*Petunjuk dan Ketentuan:* Ketik ulang seluruh artikel tentang hubungan Indonesia dan Malaysia di bawah ini tanpa mengubah satu huruf atau tanda baca pun.

Indonesia-Malaysia Bisa Menjadi Tonggak Kekuatan ASEAN

| dilihat 3264

HUBUNGAN antara Indonesia dan Malaysia bergerak maju. Kerjasama bilateral di berbagai bidang terus ditingkatkan. Di bidang ekonomi, Malaysia adalah negara yang menanamkan investasi terbesar kedua setelah Singapura di Indonesia. Negeri Jiran itu berinvestasi di sektor pertambangan, migas, batubara, perkebunan, telekomunikasi, perbankan, dan sebagainya.

Sementara Indonesia adalah mitra dagang Malaysia terbesar setelah Tiongkok, Singapura, Jepang, Amerika Serikat, Thailand, dan Korea Selatan. Nilai perdagangan kedua negara menunjukan angka yang cukup signifikan. 

Di sektor keamanan, kedua negara juga intensif meningkatkan kerjasama militer guna menghalau masuknya ancaman terorisme, penculikan yang dilakukan gerombolan Abu Sayyaf, termasuk menyikapi isu-isu perbatasan.

Hubungan yang baik itu tidak terlepas dari ikhtiar pemerintah kedua negara untuk mengukuhkan government to government (G to G) relationship, termasuk mendorong diplomasi secara people to people (P to P). Ikhtiar itu cukup efektif menyelesaikan setiap persoalan domestik yang muncul sehingga hubungan kedua negara terjaga secara berkelanjutan.

*Data Tersimpan:*
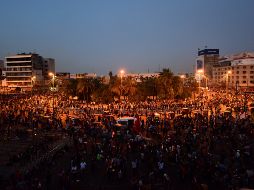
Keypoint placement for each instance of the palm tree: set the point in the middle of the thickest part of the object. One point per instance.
(129, 87)
(165, 83)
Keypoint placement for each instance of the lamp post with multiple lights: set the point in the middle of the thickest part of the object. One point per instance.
(227, 76)
(33, 80)
(121, 75)
(53, 89)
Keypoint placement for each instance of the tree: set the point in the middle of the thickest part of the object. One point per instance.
(165, 83)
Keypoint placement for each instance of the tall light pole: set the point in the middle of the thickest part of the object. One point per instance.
(227, 75)
(33, 79)
(199, 73)
(121, 75)
(53, 89)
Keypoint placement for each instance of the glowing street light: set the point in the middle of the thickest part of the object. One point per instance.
(121, 75)
(227, 75)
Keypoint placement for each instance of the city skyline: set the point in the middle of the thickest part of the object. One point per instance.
(99, 36)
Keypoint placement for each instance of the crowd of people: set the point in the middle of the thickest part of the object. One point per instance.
(170, 145)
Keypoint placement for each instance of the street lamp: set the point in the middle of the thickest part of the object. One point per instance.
(53, 89)
(227, 75)
(33, 79)
(199, 73)
(121, 75)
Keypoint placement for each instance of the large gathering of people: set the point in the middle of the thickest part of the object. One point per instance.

*Hasil Tugas:*
Indonesia-Malaysia Bisa Menjadi Tonggak Kekuatan ASEAN

| dilihat 3264

HUBUNGAN antara Indonesia dan Malaysia bergerak maju. Kerjasama bilateral di berbagai bidang terus ditingkatkan. Di bidang ekonomi, Malaysia adalah negara yang menanamkan investasi terbesar kedua setelah Singapura di Indonesia. Negeri Jiran itu berinvestasi di sektor pertambangan, migas, batubara, perkebunan, telekomunikasi, perbankan, dan sebagainya.

Sementara Indonesia adalah mitra dagang Malaysia terbesar setelah Tiongkok, Singapura, Jepang, Amerika Serikat, Thailand, dan Korea Selatan. Nilai perdagangan kedua negara menunjukan angka yang cukup signifikan. 

Di sektor keamanan, kedua negara juga intensif meningkatkan kerjasama militer guna menghalau masuknya ancaman terorisme, penculikan yang dilakukan gerombolan Abu Sayyaf, termasuk menyikapi isu-isu perbatasan.

Hubungan yang baik itu tidak terlepas dari ikhtiar pemerintah kedua negara untuk mengukuhkan government to government (G to G) relationship, termasuk mendorong diplomasi secara people to people (P to P). Ikhtiar itu cukup efektif menyelesaikan setiap persoalan domestik yang muncul sehingga hubungan kedua negara terjaga secara berkelanjutan.